Listed entries:
— Start —

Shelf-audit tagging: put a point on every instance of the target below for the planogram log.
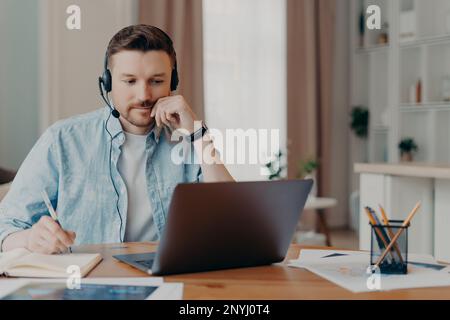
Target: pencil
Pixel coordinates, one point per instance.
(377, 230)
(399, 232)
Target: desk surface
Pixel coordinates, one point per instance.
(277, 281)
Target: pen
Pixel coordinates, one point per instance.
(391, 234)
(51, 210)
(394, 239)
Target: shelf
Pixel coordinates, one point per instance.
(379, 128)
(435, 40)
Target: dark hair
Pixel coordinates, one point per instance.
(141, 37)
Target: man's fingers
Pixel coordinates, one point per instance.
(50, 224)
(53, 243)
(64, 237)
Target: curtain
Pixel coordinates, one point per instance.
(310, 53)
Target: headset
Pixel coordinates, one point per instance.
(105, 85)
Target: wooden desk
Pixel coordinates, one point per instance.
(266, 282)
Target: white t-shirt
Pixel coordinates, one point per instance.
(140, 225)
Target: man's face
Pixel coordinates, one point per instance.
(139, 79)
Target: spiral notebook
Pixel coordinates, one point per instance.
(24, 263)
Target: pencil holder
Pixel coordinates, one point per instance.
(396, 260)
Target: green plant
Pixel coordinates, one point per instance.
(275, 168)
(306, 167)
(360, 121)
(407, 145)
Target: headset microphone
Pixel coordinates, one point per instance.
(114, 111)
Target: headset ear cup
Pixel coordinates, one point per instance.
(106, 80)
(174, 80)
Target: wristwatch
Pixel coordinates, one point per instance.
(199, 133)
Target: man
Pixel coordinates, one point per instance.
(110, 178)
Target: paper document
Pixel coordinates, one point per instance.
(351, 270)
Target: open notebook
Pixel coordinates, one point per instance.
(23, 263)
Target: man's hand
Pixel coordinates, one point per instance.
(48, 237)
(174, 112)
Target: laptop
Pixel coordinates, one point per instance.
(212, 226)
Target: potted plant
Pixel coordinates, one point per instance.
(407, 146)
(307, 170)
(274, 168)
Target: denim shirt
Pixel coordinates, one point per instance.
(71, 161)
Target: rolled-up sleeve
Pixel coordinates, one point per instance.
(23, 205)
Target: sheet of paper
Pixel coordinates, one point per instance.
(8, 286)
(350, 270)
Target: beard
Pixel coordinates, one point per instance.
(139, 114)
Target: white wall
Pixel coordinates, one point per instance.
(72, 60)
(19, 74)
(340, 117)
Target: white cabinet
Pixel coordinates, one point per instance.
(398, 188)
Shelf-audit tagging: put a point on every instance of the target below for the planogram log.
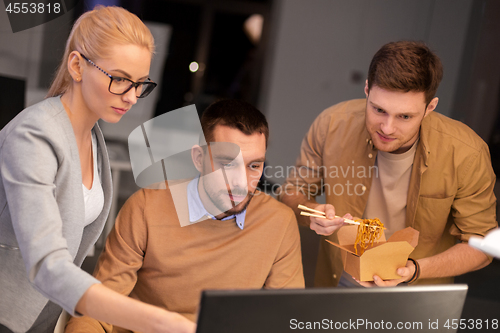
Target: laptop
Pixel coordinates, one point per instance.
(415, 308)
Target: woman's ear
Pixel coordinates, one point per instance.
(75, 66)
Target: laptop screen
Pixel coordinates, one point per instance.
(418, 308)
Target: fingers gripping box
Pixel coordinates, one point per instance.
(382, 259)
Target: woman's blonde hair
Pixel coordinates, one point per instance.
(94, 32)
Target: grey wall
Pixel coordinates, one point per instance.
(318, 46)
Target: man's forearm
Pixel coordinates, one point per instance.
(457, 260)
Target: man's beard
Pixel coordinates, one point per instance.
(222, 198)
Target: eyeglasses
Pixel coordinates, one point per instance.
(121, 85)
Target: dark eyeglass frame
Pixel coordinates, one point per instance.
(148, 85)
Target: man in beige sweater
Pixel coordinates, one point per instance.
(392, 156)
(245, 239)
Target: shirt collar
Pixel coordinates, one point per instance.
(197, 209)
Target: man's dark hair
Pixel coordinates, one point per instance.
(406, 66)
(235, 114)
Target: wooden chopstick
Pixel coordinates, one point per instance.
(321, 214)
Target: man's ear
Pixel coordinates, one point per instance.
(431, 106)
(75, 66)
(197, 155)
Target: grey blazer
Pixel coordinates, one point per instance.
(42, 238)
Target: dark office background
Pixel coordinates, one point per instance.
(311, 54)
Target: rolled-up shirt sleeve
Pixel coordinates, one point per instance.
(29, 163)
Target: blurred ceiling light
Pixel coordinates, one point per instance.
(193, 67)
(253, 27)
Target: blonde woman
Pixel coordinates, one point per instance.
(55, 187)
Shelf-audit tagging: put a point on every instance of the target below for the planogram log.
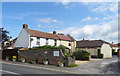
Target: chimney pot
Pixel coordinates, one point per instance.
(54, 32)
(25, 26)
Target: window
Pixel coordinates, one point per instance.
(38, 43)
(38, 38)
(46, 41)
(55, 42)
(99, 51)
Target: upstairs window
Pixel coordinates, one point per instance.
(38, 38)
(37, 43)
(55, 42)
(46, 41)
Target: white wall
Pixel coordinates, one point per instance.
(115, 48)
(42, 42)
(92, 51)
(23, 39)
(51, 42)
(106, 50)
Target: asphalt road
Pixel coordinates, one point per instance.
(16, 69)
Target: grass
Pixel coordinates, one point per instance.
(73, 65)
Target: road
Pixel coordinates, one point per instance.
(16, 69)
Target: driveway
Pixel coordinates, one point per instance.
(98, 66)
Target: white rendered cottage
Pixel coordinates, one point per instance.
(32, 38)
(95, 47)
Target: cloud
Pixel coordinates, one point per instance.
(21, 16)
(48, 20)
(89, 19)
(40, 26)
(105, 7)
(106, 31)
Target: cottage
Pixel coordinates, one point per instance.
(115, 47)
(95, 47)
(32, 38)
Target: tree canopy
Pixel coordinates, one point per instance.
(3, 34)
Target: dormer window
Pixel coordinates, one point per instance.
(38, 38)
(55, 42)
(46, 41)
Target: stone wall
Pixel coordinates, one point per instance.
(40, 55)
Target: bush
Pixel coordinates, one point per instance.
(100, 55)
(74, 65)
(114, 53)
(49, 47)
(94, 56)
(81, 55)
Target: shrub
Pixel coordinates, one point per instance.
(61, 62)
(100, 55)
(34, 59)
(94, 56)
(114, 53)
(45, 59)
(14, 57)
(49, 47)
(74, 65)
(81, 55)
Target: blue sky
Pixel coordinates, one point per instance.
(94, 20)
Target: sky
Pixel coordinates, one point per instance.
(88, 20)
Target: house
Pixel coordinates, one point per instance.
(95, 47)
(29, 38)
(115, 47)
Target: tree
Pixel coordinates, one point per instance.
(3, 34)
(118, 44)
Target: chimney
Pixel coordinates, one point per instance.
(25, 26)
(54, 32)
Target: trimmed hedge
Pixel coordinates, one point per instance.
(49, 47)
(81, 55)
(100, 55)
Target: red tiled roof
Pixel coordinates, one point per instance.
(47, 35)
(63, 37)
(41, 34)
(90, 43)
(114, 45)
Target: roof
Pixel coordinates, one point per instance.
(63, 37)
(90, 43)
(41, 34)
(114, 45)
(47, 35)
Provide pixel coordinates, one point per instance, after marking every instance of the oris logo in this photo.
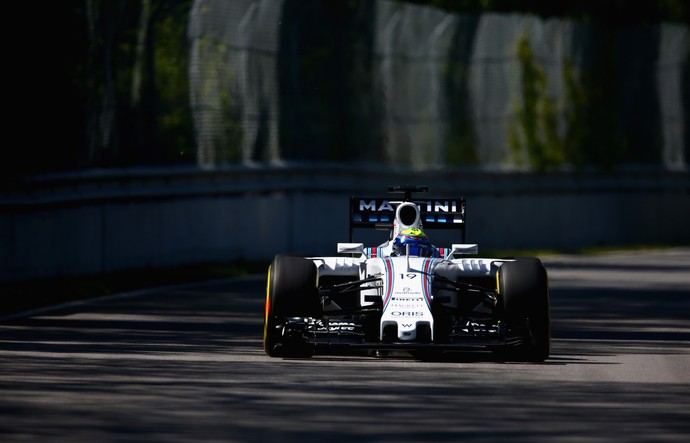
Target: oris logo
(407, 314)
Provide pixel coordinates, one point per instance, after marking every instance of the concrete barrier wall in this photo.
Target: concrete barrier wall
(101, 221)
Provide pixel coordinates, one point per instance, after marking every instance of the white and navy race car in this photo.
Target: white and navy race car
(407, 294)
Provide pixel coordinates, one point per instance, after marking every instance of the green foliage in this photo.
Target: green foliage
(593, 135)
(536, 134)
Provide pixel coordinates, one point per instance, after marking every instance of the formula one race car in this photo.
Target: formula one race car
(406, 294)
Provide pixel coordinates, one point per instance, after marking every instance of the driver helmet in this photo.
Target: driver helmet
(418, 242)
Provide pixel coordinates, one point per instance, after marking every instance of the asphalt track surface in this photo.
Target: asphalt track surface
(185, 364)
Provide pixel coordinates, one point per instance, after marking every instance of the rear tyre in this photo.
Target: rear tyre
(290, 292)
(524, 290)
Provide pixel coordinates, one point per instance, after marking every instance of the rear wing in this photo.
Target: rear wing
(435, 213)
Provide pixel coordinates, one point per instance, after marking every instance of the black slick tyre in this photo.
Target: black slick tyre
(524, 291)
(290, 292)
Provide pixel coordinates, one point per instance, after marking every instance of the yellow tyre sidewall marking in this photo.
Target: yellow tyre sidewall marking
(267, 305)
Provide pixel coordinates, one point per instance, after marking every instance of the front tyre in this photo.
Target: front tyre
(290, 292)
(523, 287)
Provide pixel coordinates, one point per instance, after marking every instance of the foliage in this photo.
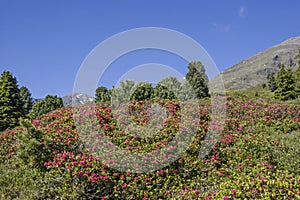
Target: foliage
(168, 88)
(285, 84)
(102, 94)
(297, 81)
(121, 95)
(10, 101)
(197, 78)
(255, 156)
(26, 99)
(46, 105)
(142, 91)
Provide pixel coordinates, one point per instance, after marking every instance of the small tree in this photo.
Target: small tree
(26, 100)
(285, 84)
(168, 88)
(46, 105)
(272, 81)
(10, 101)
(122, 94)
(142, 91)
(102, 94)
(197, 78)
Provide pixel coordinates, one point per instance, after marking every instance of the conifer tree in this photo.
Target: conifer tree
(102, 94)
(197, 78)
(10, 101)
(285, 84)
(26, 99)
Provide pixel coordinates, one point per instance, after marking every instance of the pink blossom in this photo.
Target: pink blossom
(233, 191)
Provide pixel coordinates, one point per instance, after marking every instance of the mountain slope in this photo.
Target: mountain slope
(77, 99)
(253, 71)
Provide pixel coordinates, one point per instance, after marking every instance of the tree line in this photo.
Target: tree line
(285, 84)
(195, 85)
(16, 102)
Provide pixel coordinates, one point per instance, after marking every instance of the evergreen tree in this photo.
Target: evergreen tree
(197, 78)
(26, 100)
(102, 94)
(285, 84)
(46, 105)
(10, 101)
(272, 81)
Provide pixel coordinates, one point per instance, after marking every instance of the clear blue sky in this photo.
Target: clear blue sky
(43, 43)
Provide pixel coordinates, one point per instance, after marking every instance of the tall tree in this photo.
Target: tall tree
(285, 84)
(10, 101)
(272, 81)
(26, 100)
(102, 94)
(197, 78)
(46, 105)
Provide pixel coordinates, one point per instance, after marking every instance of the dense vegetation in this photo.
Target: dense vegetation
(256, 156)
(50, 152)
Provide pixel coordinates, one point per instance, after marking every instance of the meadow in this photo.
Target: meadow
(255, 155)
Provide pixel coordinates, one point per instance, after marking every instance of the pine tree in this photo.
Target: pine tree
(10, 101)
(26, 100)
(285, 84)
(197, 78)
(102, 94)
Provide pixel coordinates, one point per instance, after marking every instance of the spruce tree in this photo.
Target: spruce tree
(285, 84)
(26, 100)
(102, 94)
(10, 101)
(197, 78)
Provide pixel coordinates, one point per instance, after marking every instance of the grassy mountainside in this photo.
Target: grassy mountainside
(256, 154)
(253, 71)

— End —
— Start —

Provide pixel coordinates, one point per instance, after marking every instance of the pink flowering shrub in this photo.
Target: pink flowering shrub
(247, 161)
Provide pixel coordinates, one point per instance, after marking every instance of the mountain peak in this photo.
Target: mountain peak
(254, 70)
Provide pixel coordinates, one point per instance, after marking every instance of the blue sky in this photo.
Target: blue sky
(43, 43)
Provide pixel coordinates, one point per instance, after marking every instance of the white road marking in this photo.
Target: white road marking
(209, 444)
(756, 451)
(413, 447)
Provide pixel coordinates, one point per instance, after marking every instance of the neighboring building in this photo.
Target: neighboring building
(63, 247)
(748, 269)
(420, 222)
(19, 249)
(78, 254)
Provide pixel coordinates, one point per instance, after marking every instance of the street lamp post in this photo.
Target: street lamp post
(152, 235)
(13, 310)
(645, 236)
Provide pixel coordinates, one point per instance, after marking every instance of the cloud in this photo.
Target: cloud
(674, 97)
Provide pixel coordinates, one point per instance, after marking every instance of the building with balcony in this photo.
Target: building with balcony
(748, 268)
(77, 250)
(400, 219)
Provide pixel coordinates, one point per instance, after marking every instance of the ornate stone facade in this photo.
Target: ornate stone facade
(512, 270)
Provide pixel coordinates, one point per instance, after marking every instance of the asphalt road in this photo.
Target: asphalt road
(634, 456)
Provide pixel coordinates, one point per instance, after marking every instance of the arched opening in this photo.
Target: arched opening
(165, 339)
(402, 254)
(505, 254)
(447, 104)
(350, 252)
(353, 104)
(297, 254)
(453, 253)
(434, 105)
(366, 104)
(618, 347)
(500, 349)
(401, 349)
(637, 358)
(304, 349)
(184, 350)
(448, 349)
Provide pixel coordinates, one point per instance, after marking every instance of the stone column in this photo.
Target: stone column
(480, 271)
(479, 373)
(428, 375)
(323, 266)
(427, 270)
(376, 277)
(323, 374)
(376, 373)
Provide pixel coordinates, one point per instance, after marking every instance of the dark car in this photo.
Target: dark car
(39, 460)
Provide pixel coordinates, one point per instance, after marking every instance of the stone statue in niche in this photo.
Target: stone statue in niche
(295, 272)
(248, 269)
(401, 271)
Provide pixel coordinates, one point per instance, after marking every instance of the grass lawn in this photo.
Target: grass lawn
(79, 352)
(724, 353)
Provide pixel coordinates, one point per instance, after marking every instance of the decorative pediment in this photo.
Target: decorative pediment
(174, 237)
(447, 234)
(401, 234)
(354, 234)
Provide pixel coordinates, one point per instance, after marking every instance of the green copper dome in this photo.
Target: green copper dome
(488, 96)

— End —

Goal: Show every line in the records above that contains the word "white", copying each line in full.

Answer to this problem:
Target: white t-shirt
Target: white wall
Target: white cabinet
Target: white wall
Target: white rendered cottage
Provide pixel coordinates, one point per instance, after marking every instance of the white and navy race car in this photo.
Target: white and navy race car
Provide pixel coordinates, one point per instance, after marking every instance of the white road marking in this photo.
Target: white road marking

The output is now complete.